▶ [DATA LISTING]
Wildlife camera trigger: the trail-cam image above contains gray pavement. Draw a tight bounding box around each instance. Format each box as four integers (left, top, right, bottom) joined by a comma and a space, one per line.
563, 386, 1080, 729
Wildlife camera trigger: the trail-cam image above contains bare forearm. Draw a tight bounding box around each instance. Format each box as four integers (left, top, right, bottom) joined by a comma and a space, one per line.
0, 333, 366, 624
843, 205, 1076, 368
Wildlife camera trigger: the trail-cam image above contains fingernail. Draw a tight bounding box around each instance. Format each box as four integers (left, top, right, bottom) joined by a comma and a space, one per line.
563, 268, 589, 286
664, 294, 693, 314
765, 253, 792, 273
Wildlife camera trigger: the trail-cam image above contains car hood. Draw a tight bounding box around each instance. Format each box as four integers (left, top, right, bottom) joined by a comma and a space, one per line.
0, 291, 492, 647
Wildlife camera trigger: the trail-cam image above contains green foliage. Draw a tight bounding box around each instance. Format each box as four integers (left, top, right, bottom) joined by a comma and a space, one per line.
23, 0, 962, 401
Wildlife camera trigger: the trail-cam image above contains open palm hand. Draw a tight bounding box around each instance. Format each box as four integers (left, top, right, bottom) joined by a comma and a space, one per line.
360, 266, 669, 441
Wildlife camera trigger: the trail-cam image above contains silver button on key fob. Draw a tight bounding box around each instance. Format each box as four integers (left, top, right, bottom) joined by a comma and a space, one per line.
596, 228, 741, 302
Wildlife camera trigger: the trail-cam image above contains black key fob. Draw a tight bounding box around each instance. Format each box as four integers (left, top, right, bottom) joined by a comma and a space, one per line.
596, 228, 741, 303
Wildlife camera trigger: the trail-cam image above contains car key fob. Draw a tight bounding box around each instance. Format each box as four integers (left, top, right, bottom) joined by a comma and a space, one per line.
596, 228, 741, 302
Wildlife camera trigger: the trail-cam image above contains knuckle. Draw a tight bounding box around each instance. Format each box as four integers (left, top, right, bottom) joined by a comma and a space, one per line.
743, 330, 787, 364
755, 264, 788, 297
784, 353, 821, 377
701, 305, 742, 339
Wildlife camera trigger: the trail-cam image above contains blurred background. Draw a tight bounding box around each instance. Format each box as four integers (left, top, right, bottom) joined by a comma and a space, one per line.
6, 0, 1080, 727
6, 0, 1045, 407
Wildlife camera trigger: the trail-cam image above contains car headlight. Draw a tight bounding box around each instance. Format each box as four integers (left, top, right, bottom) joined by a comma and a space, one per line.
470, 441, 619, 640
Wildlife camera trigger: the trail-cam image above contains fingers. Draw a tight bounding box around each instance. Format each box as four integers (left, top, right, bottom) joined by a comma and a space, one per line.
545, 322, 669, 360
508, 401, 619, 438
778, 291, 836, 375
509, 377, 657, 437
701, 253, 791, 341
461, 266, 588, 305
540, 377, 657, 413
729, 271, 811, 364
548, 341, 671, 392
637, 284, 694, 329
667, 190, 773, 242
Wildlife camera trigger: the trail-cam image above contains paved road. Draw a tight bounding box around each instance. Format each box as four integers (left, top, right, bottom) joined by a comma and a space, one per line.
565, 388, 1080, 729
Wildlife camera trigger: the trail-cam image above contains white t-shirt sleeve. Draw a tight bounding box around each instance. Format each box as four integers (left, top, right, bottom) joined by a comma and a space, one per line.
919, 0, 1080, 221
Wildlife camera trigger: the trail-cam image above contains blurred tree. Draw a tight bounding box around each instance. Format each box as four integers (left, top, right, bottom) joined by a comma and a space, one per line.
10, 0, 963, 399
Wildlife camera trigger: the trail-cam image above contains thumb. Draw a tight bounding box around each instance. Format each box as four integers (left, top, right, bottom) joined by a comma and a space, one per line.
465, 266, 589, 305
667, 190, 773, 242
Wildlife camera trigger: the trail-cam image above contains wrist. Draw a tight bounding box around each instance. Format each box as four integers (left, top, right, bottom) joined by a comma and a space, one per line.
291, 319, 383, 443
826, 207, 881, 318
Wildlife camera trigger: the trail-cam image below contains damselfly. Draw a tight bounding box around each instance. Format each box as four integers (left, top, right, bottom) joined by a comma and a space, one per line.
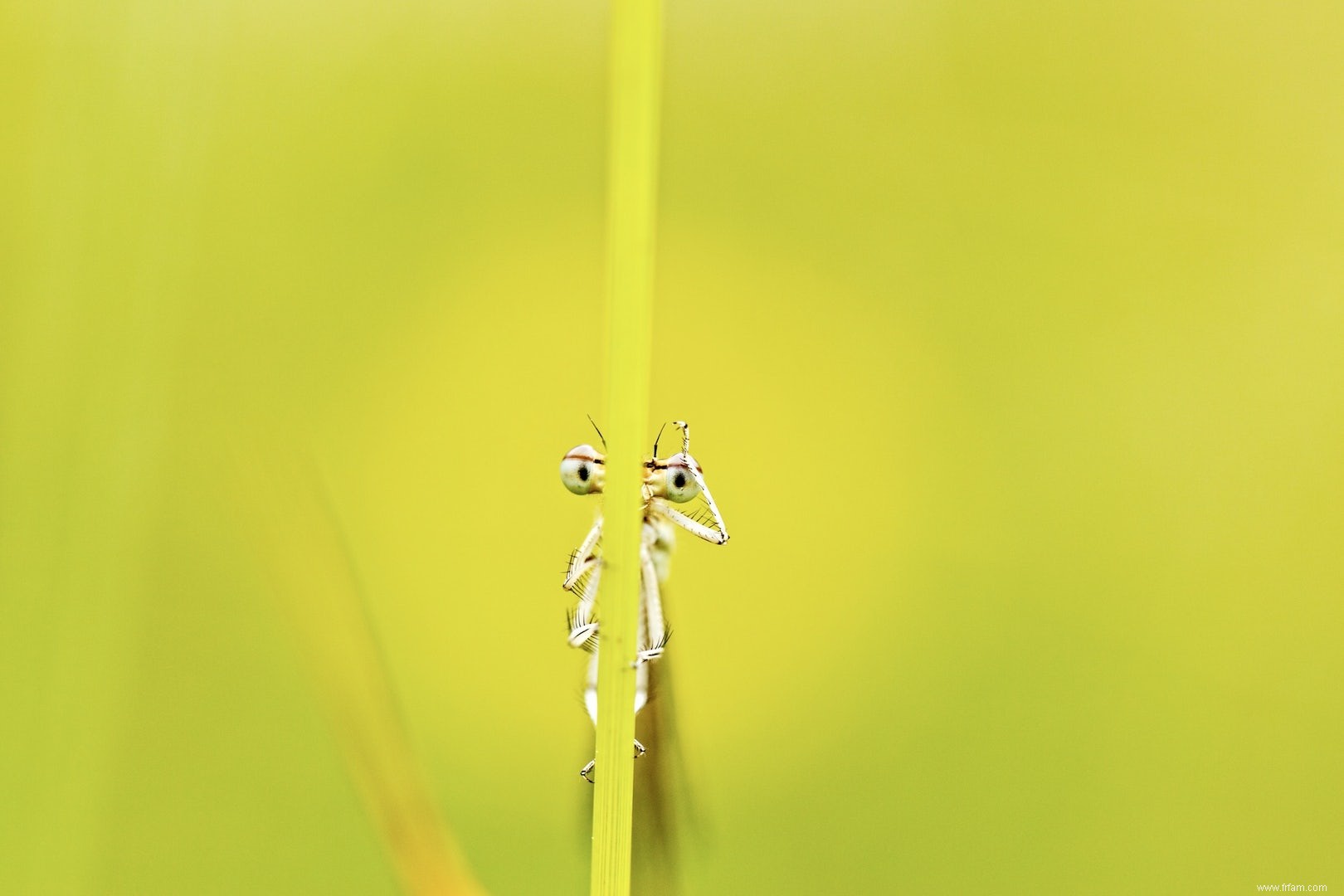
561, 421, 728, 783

▶ [WRITTEN INSTRUCTION]
Transcribe the data above, starting with the line that contains "contains blurred tree." and continuing through the end of the data, keeping every line exactly as it stands. Leave the pictures out of your answer.

▶ [RIGHT ANSWER]
Wildlife camera trigger: the trail-cam image above contains blurred tree. Draw a tight bounding box around each instance. Format each box as four integers (left, top, right, bottom) joined by a comma and a space, one per line.
10, 0, 963, 399
Wildlife camera trigger: the trail-cam image above contains thumb. Draw a tight bounding box around each instance. Format each box as four integers (left, top, right, bottom) joined by a comma and a space, one per line.
465, 266, 589, 305
667, 190, 773, 242
Wildlife camera trigger: the trail-cam image above contains wrist. Draw a tight bounding box around each instance. Format each box as four integers (left, top, right, bottom) joined by a comma and a space, one per line.
291, 319, 383, 443
826, 207, 881, 318
Wildlife camera trigger: the trail-cam image below contains damselfly. Draw a tight bounding box around each instance. Format each box as four integers (left, top, right, bottom) joined by a comma and a space, one per line.
561, 421, 728, 783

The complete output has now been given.